GIVEN REQUEST – Reproduce the records below line for line, without the pictures.

"""

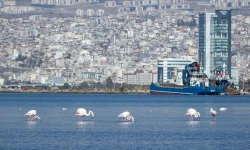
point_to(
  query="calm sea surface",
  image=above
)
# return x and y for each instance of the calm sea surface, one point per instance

"""

TASK ANSWER –
point_to(
  query="calm sea surface",
  image=above
)
# return x and y for each instance of the calm sea surface, one point per instance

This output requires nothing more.